* WHAT NEEDS TO BE DONE *
Please set down the data word for word; images do not go in the copy.
(STORED DATA)
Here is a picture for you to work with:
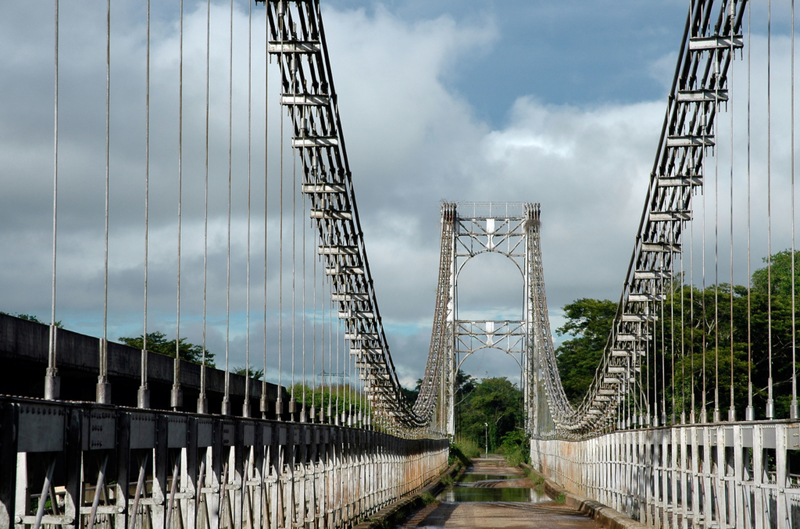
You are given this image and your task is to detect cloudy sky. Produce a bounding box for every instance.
[1,0,795,390]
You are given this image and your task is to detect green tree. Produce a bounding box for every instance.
[232,366,264,380]
[455,369,476,400]
[457,377,523,452]
[119,331,215,367]
[1,311,63,328]
[610,250,800,423]
[752,250,800,297]
[555,298,617,405]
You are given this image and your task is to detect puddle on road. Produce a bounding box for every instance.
[436,470,550,503]
[455,473,515,483]
[438,486,548,503]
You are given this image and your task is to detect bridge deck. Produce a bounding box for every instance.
[401,457,601,529]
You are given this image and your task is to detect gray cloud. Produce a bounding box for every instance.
[1,1,795,393]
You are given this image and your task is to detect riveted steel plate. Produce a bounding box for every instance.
[221,422,235,446]
[17,403,65,453]
[129,412,156,449]
[85,409,115,450]
[786,425,800,450]
[706,428,717,446]
[168,416,188,448]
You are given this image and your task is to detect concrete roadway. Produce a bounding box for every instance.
[401,456,601,529]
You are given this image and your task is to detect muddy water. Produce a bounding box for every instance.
[438,470,550,503]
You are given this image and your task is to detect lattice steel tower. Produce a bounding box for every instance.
[437,202,554,437]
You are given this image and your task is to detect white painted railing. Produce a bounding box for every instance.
[532,422,800,529]
[1,396,449,529]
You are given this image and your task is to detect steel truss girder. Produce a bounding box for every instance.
[1,396,449,529]
[264,0,441,432]
[534,0,749,437]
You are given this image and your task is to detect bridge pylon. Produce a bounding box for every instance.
[437,202,551,437]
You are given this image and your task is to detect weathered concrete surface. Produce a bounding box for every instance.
[403,501,604,528]
[0,313,286,414]
[468,456,526,477]
[352,463,461,529]
[522,463,648,529]
[400,456,601,529]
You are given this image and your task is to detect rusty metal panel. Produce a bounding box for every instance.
[129,412,156,449]
[221,421,235,446]
[17,403,64,453]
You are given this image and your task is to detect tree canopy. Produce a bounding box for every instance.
[552,250,800,422]
[233,366,264,380]
[555,298,617,405]
[119,331,215,367]
[456,376,523,453]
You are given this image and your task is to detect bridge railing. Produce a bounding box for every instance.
[0,395,448,529]
[532,423,800,529]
(End STORED DATA)
* ANSWER BOX *
Here is a picture for you to work with:
You are given this image and your task is to detect cloudy sky. Produce a bounding box for every instance.
[1,0,795,390]
You are given this image and your task is to detect green tree. Produce a bounding box for every instance.
[232,366,264,380]
[455,369,476,400]
[457,377,523,452]
[119,331,215,367]
[1,311,63,328]
[610,250,800,423]
[752,250,800,297]
[555,298,617,405]
You are given this image and your task is to detect puddle on road. Produce a bounding box for every instance.
[436,470,550,503]
[455,473,515,483]
[438,486,548,503]
You are given this image and your task is to detect bridge deck. Produce a bounding box for every instance.
[401,457,601,529]
You are given this image and your task is to detect gray cloud. Produce a bounding box for every instance.
[1,1,795,393]
You are given this image and your task is to detect riveted steel plate. Produce a bounding box for every instance.
[221,422,235,446]
[17,403,65,453]
[129,412,156,449]
[85,409,115,450]
[786,425,800,450]
[706,428,717,446]
[168,416,188,448]
You are given this image and your task is to detect concrete roadway. Produce a bounding box for every instance.
[401,456,601,529]
You are given this image and your task is to detect muddy water. Produce a bounding box for every instance.
[438,470,550,503]
You are given this image and your task is to detect lattice steel tower. Produce a bounding box for every instance.
[437,202,554,437]
You are given this image and your task is to detect white painted railing. Produce a bounding box for every instance.
[532,422,800,529]
[1,396,449,529]
You are given this image and your task is to detect steel truss girder. Produce a bounding box for every instance.
[1,396,449,529]
[264,0,441,432]
[534,0,749,437]
You are given this image and your task is to detect bridge pylon. Produce a bounding box for every instance.
[437,202,551,437]
You are given this image and your task is to detect weathered concrete surface. Produce a bounding box for every instance.
[403,501,604,528]
[0,313,286,414]
[468,456,526,477]
[352,463,461,529]
[522,463,648,529]
[400,456,601,529]
You are given this image and your task is to detect rusty metal panel. Produce a bounding box for every instance.
[129,412,156,449]
[221,421,235,446]
[17,403,64,453]
You are given this image and your task is to detect tree canopy. Produce a bounding box for every instance.
[552,250,800,422]
[233,366,264,380]
[555,298,617,405]
[119,331,215,367]
[456,376,523,453]
You are given this image and your task is to detect bridge railing. Produce a bounding box for every instance.
[0,395,448,529]
[532,423,800,529]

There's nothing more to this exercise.